◆ **EXTRACTED TEXT**
** begin **
# tranny help please help



## mouche (Feb 24, 2010)

my fourwheelers belt started sliping the other day. i took the cover off to change the belt as usual and i found out that it wasnt all the belt. the clutch that the belt rides in in the front is not tightening up like it should. any won with any info please help. i dont know if i explained this good enough or not but please help.


----------



## phreebsd (Dec 16, 2004)

what kind of bike is it?


----------



## mouche (Feb 24, 2010)

2003 yamaha kodiak 450


----------



## jblaze29 (Feb 25, 2010)

wat size tires are you running?? i was having somewhat of the same problem..one of my weights inside the front cam was ate up because the plastic retainer had came loose..also the guy that put my clutch kit in didnt put the cam back on correctly so it ate the splines off..also your clutch cam might be groved...it should be smooth..


----------



## mouche (Feb 24, 2010)

thanks i figured out the problem though


----------



## drtj (May 3, 2009)

What was it?


----------



## mouche (Feb 24, 2010)

mud was caked in the primary clutch and all around the rollers. come to find out it has never been cleaned since it was bought, it is an 03 model.


----------



## jblaze29 (Feb 25, 2010)

that will definetly do it for sure...yamaha makes a grease to go back in there comes in a tub..prob what i would go back with


----------



## mouche (Feb 24, 2010)

i was thinking of just using the grease we use to grease the heavy equipment and eighteen-wheelers. will that be good enough?


----------



## jblaze29 (Feb 25, 2010)

im sure that would be fine..me personally i like to use stuff thats made for it..but sure its all the same just comes in a different container...somebodys gotta make some money right


----------



## mouche (Feb 24, 2010)

thats right lol


----------
** end **
◆ **DIRECTION 1**
Could you echo the whole forum thread about the slipping fourwheeler belt, word for word?
The forum thread and the records are unrelated material.

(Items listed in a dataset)
** begin **
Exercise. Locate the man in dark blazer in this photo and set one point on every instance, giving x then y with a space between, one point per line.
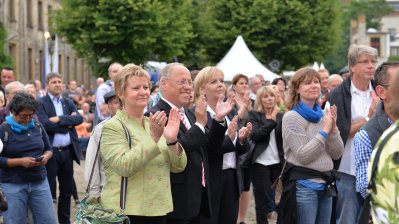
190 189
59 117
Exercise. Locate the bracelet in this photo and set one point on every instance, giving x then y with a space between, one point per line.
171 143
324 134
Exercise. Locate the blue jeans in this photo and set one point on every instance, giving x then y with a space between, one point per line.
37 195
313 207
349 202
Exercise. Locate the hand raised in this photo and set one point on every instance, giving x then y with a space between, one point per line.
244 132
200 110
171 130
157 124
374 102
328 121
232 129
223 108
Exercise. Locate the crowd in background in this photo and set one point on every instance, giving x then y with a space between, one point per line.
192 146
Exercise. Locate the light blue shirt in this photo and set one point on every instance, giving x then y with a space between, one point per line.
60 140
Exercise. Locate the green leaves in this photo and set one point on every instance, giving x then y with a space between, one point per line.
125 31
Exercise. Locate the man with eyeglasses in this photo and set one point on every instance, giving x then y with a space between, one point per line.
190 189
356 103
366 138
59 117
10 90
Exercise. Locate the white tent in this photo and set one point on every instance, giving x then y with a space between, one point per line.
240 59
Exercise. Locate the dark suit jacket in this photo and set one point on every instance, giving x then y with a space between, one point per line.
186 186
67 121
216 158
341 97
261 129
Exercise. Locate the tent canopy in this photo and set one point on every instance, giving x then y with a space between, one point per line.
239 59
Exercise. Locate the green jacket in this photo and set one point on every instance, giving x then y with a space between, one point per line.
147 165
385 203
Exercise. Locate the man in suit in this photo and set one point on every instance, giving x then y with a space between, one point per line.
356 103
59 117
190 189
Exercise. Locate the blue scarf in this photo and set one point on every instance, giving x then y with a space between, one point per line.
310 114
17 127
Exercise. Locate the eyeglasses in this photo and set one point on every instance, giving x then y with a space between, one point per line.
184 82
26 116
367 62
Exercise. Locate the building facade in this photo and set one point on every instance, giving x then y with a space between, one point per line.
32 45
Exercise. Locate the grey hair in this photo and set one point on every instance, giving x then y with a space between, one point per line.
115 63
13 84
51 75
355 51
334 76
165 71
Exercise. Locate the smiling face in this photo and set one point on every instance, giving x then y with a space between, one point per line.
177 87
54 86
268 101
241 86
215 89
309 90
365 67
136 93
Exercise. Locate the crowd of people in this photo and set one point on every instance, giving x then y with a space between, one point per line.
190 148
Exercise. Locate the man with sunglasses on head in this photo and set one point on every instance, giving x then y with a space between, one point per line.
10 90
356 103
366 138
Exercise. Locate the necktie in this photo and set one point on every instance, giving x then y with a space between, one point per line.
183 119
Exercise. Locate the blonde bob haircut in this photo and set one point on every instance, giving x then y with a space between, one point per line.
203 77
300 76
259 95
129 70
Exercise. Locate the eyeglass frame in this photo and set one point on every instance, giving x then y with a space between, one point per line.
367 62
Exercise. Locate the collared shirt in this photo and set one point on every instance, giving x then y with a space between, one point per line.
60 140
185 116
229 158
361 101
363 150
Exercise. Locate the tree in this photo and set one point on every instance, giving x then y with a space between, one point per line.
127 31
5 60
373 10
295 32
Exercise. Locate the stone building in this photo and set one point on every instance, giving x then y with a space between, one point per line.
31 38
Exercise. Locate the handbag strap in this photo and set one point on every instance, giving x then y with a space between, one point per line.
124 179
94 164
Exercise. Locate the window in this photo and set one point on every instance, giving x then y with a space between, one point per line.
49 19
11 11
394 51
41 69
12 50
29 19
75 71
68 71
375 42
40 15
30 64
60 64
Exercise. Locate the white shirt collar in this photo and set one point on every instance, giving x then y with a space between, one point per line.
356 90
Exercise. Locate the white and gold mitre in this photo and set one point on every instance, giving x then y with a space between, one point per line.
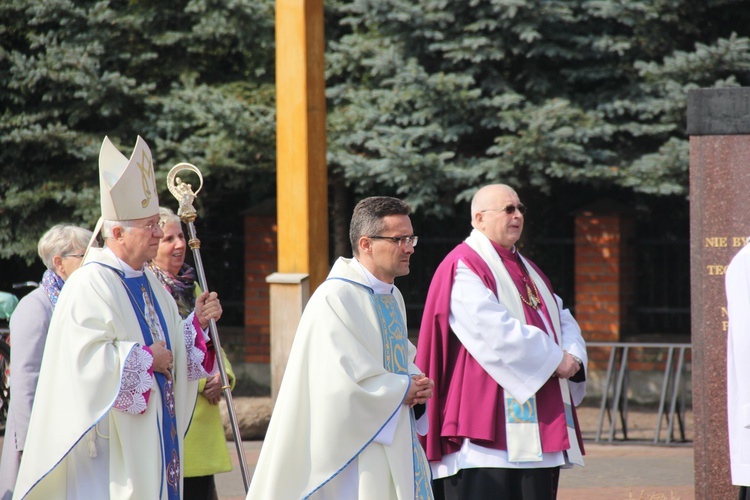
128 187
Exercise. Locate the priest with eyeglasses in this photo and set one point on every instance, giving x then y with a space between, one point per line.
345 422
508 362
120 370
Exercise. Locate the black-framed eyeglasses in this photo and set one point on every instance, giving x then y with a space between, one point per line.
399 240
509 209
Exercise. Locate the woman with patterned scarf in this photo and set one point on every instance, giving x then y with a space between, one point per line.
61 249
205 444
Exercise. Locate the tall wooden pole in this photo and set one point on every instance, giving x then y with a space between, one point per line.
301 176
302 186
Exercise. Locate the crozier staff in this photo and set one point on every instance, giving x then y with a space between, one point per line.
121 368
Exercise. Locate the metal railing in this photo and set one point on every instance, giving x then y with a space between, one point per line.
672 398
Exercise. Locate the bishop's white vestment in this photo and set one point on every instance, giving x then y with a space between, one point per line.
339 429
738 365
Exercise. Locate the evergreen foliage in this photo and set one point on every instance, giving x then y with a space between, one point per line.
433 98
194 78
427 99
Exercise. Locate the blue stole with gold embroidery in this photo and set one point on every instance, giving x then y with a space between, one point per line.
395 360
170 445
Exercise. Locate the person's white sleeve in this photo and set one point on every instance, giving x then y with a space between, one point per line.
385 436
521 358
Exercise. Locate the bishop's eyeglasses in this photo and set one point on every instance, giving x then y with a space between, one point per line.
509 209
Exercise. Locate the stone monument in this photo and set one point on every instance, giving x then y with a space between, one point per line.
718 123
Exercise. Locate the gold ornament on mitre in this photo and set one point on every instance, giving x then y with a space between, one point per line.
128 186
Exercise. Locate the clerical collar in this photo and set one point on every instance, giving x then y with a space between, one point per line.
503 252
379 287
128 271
** end **
◆ **DIRECTION 2**
Could you duplicate the records from the line holding "Exercise. Locate the tall" through the last line of the records, inclusive?

◆ **COMPLETE ANSWER 1**
# tranny help please help



## mouche (Feb 24, 2010)

my fourwheelers belt started sliping the other day. i took the cover off to change the belt as usual and i found out that it wasnt all the belt. the clutch that the belt rides in in the front is not tightening up like it should. any won with any info please help. i dont know if i explained this good enough or not but please help.


----------



## phreebsd (Dec 16, 2004)

what kind of bike is it?


----------



## mouche (Feb 24, 2010)

2003 yamaha kodiak 450


----------



## jblaze29 (Feb 25, 2010)

wat size tires are you running?? i was having somewhat of the same problem..one of my weights inside the front cam was ate up because the plastic retainer had came loose..also the guy that put my clutch kit in didnt put the cam back on correctly so it ate the splines off..also your clutch cam might be groved...it should be smooth..


----------



## mouche (Feb 24, 2010)

thanks i figured out the problem though


----------



## drtj (May 3, 2009)

What was it?


----------



## mouche (Feb 24, 2010)

mud was caked in the primary clutch and all around the rollers. come to find out it has never been cleaned since it was bought, it is an 03 model.


----------



## jblaze29 (Feb 25, 2010)

that will definetly do it for sure...yamaha makes a grease to go back in there comes in a tub..prob what i would go back with


----------



## mouche (Feb 24, 2010)

i was thinking of just using the grease we use to grease the heavy equipment and eighteen-wheelers. will that be good enough?


----------



## jblaze29 (Feb 25, 2010)

im sure that would be fine..me personally i like to use stuff thats made for it..but sure its all the same just comes in a different container...somebodys gotta make some money right


----------



## mouche (Feb 24, 2010)

thats right lol


----------

◆ **COMPLETE ANSWER 2**
Exercise. Locate the tall wooden pole in this photo and set one point on every instance, giving x then y with a space between, one point per line.
301 176
302 186
Exercise. Locate the crozier staff in this photo and set one point on every instance, giving x then y with a space between, one point per line.
121 368
Exercise. Locate the metal railing in this photo and set one point on every instance, giving x then y with a space between, one point per line.
672 398
Exercise. Locate the bishop's white vestment in this photo and set one point on every instance, giving x then y with a space between, one point per line.
339 429
738 365
Exercise. Locate the evergreen foliage in this photo and set one point on every instance, giving x then y with a space between, one point per line.
433 98
194 78
427 99
Exercise. Locate the blue stole with gold embroidery in this photo and set one point on every instance, giving x then y with a space between, one point per line.
395 360
170 445
Exercise. Locate the person's white sleeve in this photo and set one point on every instance, giving x then y with a space between, one point per line.
385 436
521 358
Exercise. Locate the bishop's eyeglasses in this photo and set one point on every instance, giving x then y with a space between, one point per line.
509 209
Exercise. Locate the stone monument in this photo and set one point on every instance, giving x then y with a space between, one point per line.
718 123
Exercise. Locate the gold ornament on mitre in this photo and set one point on every instance, giving x then y with a space between, one point per line.
128 186
Exercise. Locate the clerical collar in this photo and set one point on every instance, giving x then y with a space between, one point per line.
503 252
379 287
128 271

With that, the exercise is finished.